Problem description
Render the lines below as a Markdown table with the columns Row and Line, starting at the line containing "Prompt = Locate the plate" and continuing through the last line. Number each row and leave out any blank lines.

━━ Information given ━━

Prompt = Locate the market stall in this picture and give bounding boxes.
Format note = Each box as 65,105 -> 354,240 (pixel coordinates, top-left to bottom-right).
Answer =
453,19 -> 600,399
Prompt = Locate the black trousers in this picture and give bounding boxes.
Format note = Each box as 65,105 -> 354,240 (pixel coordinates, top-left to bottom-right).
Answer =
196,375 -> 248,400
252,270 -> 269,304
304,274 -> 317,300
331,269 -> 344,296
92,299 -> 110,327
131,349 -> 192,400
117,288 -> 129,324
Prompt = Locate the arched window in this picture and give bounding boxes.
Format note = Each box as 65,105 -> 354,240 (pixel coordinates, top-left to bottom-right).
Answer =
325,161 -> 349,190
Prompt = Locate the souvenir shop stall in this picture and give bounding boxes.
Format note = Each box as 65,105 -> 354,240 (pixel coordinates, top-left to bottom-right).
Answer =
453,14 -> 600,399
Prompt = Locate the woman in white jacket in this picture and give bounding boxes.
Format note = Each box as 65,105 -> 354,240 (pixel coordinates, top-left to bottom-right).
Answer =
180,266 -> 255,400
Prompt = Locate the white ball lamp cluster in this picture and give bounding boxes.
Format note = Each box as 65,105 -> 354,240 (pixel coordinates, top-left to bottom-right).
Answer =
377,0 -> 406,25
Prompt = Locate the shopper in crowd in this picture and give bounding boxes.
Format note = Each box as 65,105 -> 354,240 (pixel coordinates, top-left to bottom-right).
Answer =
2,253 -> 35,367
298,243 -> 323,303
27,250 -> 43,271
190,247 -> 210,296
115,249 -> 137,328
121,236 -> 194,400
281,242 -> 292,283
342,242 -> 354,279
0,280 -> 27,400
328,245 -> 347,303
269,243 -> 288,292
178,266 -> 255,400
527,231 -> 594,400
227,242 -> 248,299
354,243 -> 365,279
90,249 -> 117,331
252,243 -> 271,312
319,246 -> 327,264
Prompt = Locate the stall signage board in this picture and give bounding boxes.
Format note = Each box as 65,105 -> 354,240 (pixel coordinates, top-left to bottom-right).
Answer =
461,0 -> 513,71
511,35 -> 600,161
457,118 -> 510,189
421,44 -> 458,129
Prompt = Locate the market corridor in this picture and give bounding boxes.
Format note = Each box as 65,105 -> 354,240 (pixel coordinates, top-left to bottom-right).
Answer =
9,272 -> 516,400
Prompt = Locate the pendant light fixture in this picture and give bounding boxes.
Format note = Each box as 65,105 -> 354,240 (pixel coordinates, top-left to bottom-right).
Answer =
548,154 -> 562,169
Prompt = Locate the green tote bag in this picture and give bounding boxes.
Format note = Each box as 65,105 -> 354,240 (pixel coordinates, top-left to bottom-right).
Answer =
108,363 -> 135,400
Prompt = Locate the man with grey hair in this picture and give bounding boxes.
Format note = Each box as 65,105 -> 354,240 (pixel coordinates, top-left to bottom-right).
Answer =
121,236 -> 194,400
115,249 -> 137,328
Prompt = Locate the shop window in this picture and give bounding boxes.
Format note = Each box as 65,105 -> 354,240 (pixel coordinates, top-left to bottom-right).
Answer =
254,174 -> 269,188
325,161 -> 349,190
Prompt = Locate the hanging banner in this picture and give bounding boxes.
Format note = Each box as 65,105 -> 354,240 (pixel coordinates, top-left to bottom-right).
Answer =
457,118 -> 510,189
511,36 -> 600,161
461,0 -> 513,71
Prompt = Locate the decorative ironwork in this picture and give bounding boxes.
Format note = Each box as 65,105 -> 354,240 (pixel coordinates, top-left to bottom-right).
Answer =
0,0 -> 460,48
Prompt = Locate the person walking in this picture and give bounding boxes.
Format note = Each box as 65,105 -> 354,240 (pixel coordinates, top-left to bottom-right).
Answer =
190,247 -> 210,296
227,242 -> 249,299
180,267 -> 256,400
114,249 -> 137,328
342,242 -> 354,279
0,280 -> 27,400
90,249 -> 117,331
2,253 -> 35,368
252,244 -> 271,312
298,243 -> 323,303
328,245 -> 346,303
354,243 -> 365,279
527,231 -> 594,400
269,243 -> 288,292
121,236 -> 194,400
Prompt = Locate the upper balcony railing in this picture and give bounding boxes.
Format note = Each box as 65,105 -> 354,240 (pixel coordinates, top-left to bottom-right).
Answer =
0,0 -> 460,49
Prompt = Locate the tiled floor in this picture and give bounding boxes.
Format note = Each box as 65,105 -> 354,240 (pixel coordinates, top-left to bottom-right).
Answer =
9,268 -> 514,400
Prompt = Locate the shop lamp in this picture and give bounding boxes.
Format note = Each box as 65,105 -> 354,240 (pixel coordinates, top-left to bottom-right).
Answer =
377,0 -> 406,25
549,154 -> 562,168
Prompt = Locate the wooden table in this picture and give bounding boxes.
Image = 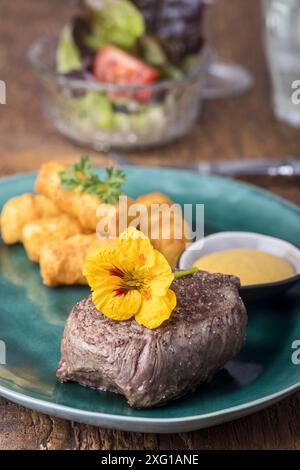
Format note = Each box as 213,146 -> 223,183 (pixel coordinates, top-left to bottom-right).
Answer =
0,0 -> 300,450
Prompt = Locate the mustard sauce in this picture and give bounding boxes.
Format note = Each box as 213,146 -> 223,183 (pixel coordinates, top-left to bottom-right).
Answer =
194,248 -> 295,286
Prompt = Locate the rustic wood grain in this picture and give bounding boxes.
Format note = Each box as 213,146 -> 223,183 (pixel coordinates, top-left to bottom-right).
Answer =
0,0 -> 300,450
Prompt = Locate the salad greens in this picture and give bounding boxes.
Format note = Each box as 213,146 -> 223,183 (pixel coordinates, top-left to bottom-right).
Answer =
59,155 -> 125,204
56,0 -> 200,145
73,91 -> 114,130
85,0 -> 145,50
56,25 -> 83,73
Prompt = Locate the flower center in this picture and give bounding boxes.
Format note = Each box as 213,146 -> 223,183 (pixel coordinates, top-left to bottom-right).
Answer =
109,266 -> 153,295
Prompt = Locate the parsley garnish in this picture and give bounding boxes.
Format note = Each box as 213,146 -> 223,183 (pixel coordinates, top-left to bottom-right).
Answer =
59,155 -> 125,204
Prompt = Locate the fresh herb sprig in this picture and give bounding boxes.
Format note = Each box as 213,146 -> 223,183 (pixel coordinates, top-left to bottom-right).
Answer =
59,155 -> 125,204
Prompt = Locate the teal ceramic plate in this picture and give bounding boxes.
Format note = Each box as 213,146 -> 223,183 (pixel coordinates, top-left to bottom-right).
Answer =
0,168 -> 300,432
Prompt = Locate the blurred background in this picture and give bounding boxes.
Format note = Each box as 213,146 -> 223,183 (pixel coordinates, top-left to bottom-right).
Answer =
0,0 -> 300,201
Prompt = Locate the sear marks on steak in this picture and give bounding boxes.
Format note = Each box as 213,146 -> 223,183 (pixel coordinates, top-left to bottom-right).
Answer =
57,271 -> 247,408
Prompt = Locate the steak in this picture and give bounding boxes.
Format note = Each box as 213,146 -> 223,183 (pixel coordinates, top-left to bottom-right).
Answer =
57,271 -> 247,408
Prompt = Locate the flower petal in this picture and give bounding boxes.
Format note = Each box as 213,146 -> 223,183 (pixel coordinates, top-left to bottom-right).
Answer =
151,250 -> 174,296
93,289 -> 142,320
135,289 -> 176,330
117,227 -> 155,268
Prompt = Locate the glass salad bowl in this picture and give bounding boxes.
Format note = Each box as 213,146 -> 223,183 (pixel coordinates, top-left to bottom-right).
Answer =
29,37 -> 214,150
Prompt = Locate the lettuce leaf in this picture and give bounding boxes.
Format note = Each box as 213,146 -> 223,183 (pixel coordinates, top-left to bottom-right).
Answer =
73,91 -> 114,130
56,24 -> 83,73
85,0 -> 145,50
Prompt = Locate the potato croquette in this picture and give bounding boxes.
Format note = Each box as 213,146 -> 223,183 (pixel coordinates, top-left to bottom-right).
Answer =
1,193 -> 60,245
22,214 -> 81,261
136,193 -> 190,269
35,160 -> 133,235
40,234 -> 116,287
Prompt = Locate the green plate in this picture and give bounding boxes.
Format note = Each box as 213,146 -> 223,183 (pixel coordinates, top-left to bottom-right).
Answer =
0,168 -> 300,432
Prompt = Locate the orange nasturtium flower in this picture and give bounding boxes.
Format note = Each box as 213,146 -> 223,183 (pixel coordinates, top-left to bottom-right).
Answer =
83,227 -> 176,329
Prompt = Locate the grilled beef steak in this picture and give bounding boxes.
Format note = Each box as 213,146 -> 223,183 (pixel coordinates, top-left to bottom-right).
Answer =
57,271 -> 247,408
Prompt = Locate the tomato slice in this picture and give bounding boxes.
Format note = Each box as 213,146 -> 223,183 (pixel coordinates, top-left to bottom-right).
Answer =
93,45 -> 159,99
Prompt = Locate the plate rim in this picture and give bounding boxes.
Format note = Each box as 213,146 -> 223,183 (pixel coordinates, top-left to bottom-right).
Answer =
0,381 -> 300,433
0,166 -> 300,433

━━━

Solved exercise
| Row | Line |
|---|---|
| 1 | Prompt = Locate the plate rim in this picture and give bounding boxes. |
| 2 | Format note = Each box as 213,146 -> 223,183 (pixel coordinates, top-left to bottom-right). |
| 3 | Answer = |
| 4 | 0,381 -> 300,433 |
| 5 | 0,166 -> 300,433 |